Assigned task: Transcribe the data in full, keeping each line exactly as it appears.

Exercise data:
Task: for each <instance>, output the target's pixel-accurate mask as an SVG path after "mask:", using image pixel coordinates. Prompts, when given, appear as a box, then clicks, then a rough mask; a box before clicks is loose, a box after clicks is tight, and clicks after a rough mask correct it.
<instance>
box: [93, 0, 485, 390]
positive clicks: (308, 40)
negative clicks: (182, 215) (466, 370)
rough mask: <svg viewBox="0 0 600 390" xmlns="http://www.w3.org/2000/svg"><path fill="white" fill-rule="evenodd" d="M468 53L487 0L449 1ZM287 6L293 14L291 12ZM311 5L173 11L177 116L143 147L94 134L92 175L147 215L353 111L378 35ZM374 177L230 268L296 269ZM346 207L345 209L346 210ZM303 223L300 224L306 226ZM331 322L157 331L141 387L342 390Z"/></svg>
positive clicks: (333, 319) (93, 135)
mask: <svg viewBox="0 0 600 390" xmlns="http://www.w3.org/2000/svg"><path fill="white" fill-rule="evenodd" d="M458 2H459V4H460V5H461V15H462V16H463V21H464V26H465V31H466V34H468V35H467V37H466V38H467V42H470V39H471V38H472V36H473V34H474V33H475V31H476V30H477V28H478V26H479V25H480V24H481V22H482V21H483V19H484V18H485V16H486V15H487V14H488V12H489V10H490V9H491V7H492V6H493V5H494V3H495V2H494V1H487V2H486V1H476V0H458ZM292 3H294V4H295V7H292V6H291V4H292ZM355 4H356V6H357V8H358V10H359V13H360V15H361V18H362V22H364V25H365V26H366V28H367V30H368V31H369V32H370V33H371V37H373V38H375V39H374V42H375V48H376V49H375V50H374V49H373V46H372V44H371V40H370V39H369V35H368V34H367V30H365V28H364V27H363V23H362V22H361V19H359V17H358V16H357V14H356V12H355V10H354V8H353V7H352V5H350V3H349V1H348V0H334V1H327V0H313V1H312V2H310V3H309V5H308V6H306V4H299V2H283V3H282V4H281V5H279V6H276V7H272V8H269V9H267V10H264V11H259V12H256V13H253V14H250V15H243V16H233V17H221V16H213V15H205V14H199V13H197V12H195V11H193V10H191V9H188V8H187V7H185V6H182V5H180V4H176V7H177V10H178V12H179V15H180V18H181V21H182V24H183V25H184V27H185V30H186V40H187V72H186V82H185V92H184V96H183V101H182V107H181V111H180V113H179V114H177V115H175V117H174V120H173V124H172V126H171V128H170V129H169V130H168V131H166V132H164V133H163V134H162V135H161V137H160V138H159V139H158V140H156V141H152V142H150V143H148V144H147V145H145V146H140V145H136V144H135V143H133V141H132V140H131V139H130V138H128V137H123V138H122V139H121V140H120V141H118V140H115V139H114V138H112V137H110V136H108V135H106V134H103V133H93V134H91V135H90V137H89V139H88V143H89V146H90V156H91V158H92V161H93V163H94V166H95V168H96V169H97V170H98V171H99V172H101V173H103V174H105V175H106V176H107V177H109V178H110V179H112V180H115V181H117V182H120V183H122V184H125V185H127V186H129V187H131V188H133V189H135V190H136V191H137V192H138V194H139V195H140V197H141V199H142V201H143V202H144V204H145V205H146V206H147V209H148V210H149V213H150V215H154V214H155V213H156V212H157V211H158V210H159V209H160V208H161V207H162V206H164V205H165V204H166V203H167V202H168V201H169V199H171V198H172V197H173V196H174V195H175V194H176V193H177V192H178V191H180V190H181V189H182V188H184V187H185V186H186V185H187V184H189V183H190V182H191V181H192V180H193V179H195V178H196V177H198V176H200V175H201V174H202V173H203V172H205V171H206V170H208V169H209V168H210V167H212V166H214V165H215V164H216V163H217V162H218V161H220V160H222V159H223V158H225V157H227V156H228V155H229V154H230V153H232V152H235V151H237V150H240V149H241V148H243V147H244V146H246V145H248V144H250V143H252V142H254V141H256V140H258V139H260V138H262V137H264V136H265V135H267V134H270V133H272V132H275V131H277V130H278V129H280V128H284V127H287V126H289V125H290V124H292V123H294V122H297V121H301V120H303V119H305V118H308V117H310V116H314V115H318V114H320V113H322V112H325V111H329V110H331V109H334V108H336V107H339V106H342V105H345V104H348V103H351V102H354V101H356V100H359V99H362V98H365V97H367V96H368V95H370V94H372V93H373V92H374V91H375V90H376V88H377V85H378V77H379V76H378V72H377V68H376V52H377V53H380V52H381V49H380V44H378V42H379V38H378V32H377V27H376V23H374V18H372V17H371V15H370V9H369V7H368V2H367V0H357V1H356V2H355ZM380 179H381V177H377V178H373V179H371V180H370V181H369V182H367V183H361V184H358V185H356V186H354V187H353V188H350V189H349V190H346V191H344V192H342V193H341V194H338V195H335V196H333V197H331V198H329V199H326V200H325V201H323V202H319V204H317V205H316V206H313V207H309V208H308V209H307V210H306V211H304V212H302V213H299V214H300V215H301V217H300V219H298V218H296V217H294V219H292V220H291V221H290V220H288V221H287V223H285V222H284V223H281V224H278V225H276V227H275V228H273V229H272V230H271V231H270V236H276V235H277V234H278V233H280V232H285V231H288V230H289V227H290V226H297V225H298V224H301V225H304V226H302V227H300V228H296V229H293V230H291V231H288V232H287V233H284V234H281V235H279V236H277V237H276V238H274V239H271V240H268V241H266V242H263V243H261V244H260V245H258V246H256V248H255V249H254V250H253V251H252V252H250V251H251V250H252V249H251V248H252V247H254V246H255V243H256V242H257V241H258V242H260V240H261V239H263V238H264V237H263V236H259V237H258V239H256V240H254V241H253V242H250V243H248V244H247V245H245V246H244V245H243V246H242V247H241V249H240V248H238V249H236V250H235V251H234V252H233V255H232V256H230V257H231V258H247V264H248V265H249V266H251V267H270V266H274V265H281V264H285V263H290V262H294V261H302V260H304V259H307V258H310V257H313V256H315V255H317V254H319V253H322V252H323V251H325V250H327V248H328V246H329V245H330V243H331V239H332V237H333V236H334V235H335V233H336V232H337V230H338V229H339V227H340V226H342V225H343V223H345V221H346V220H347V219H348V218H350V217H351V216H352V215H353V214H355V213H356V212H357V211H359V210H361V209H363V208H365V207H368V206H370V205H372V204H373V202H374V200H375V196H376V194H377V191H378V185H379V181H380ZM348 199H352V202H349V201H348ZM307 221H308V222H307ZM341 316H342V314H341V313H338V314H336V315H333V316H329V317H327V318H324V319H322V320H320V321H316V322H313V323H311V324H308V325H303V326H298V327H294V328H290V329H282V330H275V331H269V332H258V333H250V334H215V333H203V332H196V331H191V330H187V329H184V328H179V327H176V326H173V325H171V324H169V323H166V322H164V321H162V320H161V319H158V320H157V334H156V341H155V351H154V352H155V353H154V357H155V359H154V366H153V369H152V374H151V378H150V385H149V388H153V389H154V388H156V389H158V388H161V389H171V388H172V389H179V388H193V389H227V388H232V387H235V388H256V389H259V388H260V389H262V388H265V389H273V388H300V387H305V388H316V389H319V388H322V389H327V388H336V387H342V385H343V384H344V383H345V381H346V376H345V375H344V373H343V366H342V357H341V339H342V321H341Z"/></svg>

Response area:
Task: for each <instance>, output the target's pixel-accurate mask as an SVG path after "mask:", using image pixel coordinates. Prompts, when given, appear as a box, then clicks, then a rough mask; a box before clicks is loose, a box after clicks is tight, and clicks after a rough mask correct it.
<instance>
box: [93, 0, 485, 390]
positive clicks: (308, 40)
negative clicks: (182, 215) (466, 370)
rough mask: <svg viewBox="0 0 600 390" xmlns="http://www.w3.org/2000/svg"><path fill="white" fill-rule="evenodd" d="M468 53L487 0L449 1ZM287 6L293 14L291 12ZM311 5L173 11L177 116L143 147L94 134L92 175L147 215L353 111L378 35ZM374 177L230 268L296 269ZM346 207L345 209L346 210ZM303 223L300 224L306 226ZM331 322L157 331L141 387L342 390Z"/></svg>
positive clicks: (333, 319) (93, 135)
mask: <svg viewBox="0 0 600 390" xmlns="http://www.w3.org/2000/svg"><path fill="white" fill-rule="evenodd" d="M458 2H459V4H460V5H461V15H462V16H463V21H464V26H465V31H466V34H468V35H467V37H466V38H467V42H470V39H471V38H472V36H473V34H474V33H475V31H476V30H477V28H478V26H479V25H480V24H481V22H482V21H483V19H484V18H485V16H486V15H487V14H488V12H489V10H490V9H491V7H492V6H493V5H494V3H495V2H494V1H487V2H486V1H476V0H458ZM292 3H294V4H295V7H292V6H291V4H292ZM355 4H356V6H357V8H358V10H359V13H360V15H361V18H362V22H364V25H365V26H366V28H367V30H368V31H369V32H370V33H371V37H373V38H375V39H374V42H375V48H376V49H375V50H374V49H373V46H372V44H371V40H370V39H369V35H368V34H367V30H365V28H364V27H363V23H362V22H361V19H359V17H358V16H357V14H356V12H355V10H354V8H353V7H352V5H350V3H349V1H348V0H334V1H327V0H313V1H312V2H310V3H309V5H308V6H306V4H299V2H283V3H282V4H281V5H279V6H276V7H272V8H269V9H267V10H264V11H259V12H256V13H253V14H250V15H243V16H233V17H221V16H213V15H205V14H199V13H197V12H195V11H193V10H191V9H188V8H187V7H185V6H182V5H180V4H176V7H177V10H178V12H179V15H180V18H181V21H182V24H183V25H184V27H185V30H186V40H187V72H186V82H185V92H184V96H183V101H182V107H181V111H180V113H179V114H177V115H175V117H174V120H173V124H172V126H171V128H170V129H169V130H168V131H166V132H164V133H163V134H162V135H161V137H160V138H159V139H158V140H156V141H152V142H150V143H148V144H147V145H145V146H140V145H136V144H135V143H133V141H132V140H131V139H130V138H128V137H123V138H122V139H121V140H120V141H118V140H115V139H114V138H112V137H110V136H108V135H106V134H103V133H93V134H91V135H90V137H89V139H88V143H89V146H90V156H91V158H92V161H93V163H94V166H95V168H96V169H97V170H98V171H99V172H101V173H103V174H105V175H106V176H107V177H109V178H110V179H112V180H115V181H117V182H120V183H122V184H125V185H127V186H129V187H131V188H133V189H135V190H136V191H137V192H138V194H139V195H140V197H141V199H142V201H143V202H144V204H145V205H146V206H147V209H148V210H149V213H150V215H154V214H155V213H156V212H157V211H158V210H159V209H160V208H161V207H162V206H164V205H165V204H166V203H167V202H168V201H169V199H171V198H172V197H173V196H174V195H175V194H176V193H177V192H178V191H180V190H181V189H182V188H184V187H185V186H186V185H187V184H189V183H190V182H191V181H192V180H193V179H195V178H196V177H198V176H200V175H201V174H202V173H203V172H205V171H206V170H208V169H209V168H210V167H212V166H214V165H215V164H216V163H217V162H218V161H220V160H222V159H223V158H225V157H227V156H228V155H229V154H230V153H232V152H235V151H237V150H240V149H241V148H243V147H244V146H246V145H248V144H250V143H252V142H254V141H256V140H258V139H260V138H262V137H264V136H265V135H267V134H270V133H272V132H275V131H277V130H278V129H280V128H284V127H287V126H289V125H290V124H292V123H294V122H297V121H301V120H303V119H305V118H308V117H310V116H314V115H318V114H320V113H322V112H325V111H329V110H331V109H334V108H336V107H339V106H342V105H345V104H348V103H351V102H354V101H356V100H359V99H362V98H365V97H367V96H368V95H370V94H372V93H373V92H374V91H375V90H376V88H377V85H378V77H379V76H378V72H377V68H376V52H377V53H380V52H381V49H380V44H378V42H379V38H378V32H377V27H376V23H374V18H372V17H371V15H370V9H369V7H368V2H367V0H357V1H356V2H355ZM380 179H381V177H377V178H373V179H371V180H370V181H369V182H367V183H361V184H358V185H356V186H354V187H353V188H350V189H349V190H346V191H344V192H342V193H341V194H338V195H335V196H333V197H331V198H329V199H326V200H325V201H323V202H319V204H317V205H316V206H313V207H309V208H308V209H307V210H306V211H304V212H302V213H299V214H300V215H301V217H300V219H298V218H296V217H294V219H292V220H291V221H290V220H288V221H287V223H285V222H284V223H281V224H278V225H276V227H275V228H273V229H272V230H271V231H270V236H276V235H277V234H278V233H280V232H285V231H288V230H289V227H290V226H297V225H298V224H301V225H304V226H302V227H300V228H296V229H293V230H291V231H288V232H287V233H284V234H281V235H279V236H277V237H276V238H274V239H271V240H268V241H266V242H263V243H261V244H260V245H258V246H256V248H255V249H254V250H253V251H252V252H250V251H251V250H252V249H251V248H252V247H254V246H255V243H256V242H257V241H258V242H260V240H261V239H263V238H264V237H263V236H259V237H258V239H256V240H254V241H253V242H250V243H248V244H247V245H245V246H244V245H243V246H242V247H241V249H240V248H238V249H236V250H235V251H234V252H233V255H232V256H230V257H231V258H247V264H248V265H249V266H251V267H270V266H274V265H281V264H285V263H290V262H294V261H302V260H304V259H307V258H310V257H313V256H315V255H317V254H319V253H322V252H323V251H325V250H327V248H328V246H329V245H330V243H331V239H332V237H333V236H334V235H335V233H336V232H337V230H338V229H339V227H340V226H342V225H343V223H345V221H346V220H347V219H348V218H350V217H351V216H352V215H353V214H355V213H356V212H357V211H359V210H361V209H363V208H365V207H368V206H370V205H372V204H373V202H374V200H375V196H376V194H377V191H378V185H379V181H380ZM348 199H352V202H349V201H348ZM307 221H308V222H307ZM341 316H342V314H341V313H338V314H336V315H333V316H329V317H327V318H324V319H322V320H320V321H316V322H313V323H311V324H308V325H303V326H298V327H294V328H290V329H282V330H275V331H269V332H258V333H250V334H215V333H203V332H196V331H191V330H187V329H184V328H179V327H176V326H173V325H171V324H169V323H166V322H164V321H162V320H161V319H158V320H157V334H156V341H155V351H154V352H155V353H154V357H155V359H154V366H153V369H152V374H151V378H150V385H149V388H153V389H154V388H156V389H158V388H161V389H171V388H172V389H179V388H193V389H227V388H232V387H235V388H256V389H259V388H260V389H262V388H265V389H273V388H300V387H305V388H316V389H319V388H322V389H327V388H336V387H342V385H343V384H344V383H345V381H346V376H345V375H344V373H343V366H342V357H341V339H342V321H341Z"/></svg>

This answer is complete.